START Data for analysis

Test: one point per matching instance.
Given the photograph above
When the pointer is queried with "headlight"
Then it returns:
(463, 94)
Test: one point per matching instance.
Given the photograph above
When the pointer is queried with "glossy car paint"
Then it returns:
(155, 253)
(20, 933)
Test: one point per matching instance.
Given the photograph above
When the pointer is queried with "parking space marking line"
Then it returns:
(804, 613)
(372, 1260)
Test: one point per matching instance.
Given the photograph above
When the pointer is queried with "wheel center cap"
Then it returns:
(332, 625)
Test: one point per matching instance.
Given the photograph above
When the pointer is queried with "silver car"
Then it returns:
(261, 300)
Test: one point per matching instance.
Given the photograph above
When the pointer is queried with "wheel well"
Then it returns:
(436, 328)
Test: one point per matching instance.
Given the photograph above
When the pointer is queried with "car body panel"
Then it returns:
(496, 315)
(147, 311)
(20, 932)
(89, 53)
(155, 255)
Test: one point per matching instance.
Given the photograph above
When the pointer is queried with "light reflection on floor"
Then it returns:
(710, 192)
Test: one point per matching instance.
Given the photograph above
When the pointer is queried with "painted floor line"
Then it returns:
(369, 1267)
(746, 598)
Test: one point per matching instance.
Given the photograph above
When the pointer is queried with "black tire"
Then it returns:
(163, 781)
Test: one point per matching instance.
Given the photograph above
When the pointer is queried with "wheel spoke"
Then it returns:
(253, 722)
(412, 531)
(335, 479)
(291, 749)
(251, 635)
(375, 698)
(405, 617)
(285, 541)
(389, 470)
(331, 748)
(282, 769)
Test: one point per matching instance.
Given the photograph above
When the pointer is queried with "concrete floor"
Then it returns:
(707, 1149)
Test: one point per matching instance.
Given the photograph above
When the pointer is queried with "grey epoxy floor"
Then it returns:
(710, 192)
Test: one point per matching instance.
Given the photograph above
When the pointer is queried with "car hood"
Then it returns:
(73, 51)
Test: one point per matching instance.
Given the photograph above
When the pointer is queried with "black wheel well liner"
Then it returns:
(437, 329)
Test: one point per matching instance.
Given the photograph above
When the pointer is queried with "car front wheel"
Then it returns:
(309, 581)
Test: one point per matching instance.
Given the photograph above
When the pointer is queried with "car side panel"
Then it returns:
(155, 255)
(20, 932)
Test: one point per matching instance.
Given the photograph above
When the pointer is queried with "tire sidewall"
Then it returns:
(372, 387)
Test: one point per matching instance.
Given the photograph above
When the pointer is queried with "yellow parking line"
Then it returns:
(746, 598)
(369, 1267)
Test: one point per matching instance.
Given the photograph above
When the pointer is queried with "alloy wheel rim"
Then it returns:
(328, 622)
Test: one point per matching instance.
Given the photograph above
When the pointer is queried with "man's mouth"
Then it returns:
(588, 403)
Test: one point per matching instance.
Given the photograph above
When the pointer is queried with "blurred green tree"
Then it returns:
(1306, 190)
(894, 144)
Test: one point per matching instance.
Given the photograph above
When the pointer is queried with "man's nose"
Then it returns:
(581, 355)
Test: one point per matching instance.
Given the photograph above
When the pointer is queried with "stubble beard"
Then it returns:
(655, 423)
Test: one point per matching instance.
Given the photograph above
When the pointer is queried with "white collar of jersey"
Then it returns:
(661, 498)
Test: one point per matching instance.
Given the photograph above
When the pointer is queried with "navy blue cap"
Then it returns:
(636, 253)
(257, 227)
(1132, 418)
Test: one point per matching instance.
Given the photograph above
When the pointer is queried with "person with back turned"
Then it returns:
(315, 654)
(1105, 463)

END Data for analysis

Word for word, write out every record.

Test: one point per matching instance.
Given the photograph above
When the pointer is queried with "headlight"
Then it returns:
(463, 94)
Test: one point per matching instance.
Given the photograph above
When the pointer is queried with "glossy car paint"
Then it returns:
(155, 253)
(20, 933)
Test: one point per matching instance.
Given the photograph above
When the pointer is queried with "parking space marking line"
Then it returns:
(804, 613)
(372, 1260)
Test: one point per matching instance.
Given the photograph above
When the pointer is queried with "wheel center cap"
Then it returns:
(332, 625)
Test: one point per matching instance.
Given the photograph above
When the pointer is queried with "silver car"
Then it returns:
(261, 300)
Test: one point per matching instance.
Given the photograph above
When the pointer is queried with "wheel well"
Then it returns:
(436, 328)
Test: one point per matching instance.
Given the photograph above
When the pointer is queried with "car body panel"
Then it returns:
(496, 315)
(147, 311)
(20, 932)
(89, 53)
(155, 255)
Test: one point per matching instance.
Given the photograph above
When the pointer is queried with "light reflection on floor"
Then it returns:
(710, 192)
Test: one point per matching instance.
Given the photograph above
When the pointer is queried with "painted floor line"
Then it returns:
(369, 1267)
(746, 598)
Test: one point per matching instance.
Given the photograph above
When the pointer is queried with "black tire"
Then it returns:
(163, 781)
Test: one point per matching instance.
Given the photograph above
When the pointer is queried with "wheel spoke"
Then it returns:
(253, 722)
(412, 531)
(335, 479)
(291, 749)
(251, 635)
(375, 698)
(405, 617)
(285, 541)
(389, 470)
(331, 748)
(282, 769)
Test: one point per matching instance.
Given the photograph above
When the pointer is queried with "concrete floor"
Then it returns:
(707, 1149)
Test: one point per matching instance.
Given the photograph above
When the pointer is queried with "grey epoxy floor"
Then it returns:
(710, 192)
Test: one point per matching instance.
Given the photograph above
When the pointer is queried with "car hood"
Then it returns:
(73, 51)
Test: one point per matching instance.
Given the photograph above
When the pointer is queried with "black wheel well liner"
Then it returns:
(437, 329)
Test: one point per matching instance.
Given the photograph above
When the pointer is queried with "car front wheel"
Then it returns:
(309, 581)
Test: one point per matching instance.
Given the photograph above
When the pointer is queried with "car side panel"
Then it returns:
(155, 255)
(20, 932)
Test: one point per matching instance.
Given the photograph above
When the pointer is queried with "tire sidewall"
Then it returns:
(372, 387)
Test: one point per matching instance.
Given the photograph above
When the pointer is queried with "yellow parking line"
Then it returns:
(746, 598)
(369, 1267)
Test: one point per matching instance.
Given the photograph above
When the pointer is queried with "alloy wheel rim"
Then it returns:
(328, 622)
Test: one point per matching instance.
Given the photograph above
When the pointer is queried with "man's mouth"
Then it returns:
(588, 403)
Test: one point per matching instance.
Given the photograph above
When the pointer is queried with "blurred green tree"
Then it returns:
(1306, 190)
(894, 144)
Test: one point per matching instance.
Given the photograph above
When the pointer is queried with "man's nose"
Then it returns:
(581, 355)
Test: one point per matching instance.
Given the photograph above
When the pointer is queried with "stubble beard"
Then it returns:
(655, 423)
Test: one point per matching instance.
Given the photograph above
When the pointer is queried with "white collar of jersey"
Then it returns:
(661, 498)
Test: one point per matching instance.
Given the photograph above
When the pointer is queried with "navy blue cap"
Then it returns:
(636, 253)
(257, 227)
(1132, 418)
Test: one point per matching instance.
Given the photograph above
When the pointer is queried with "person with back turned"
Then it returns:
(315, 654)
(1105, 463)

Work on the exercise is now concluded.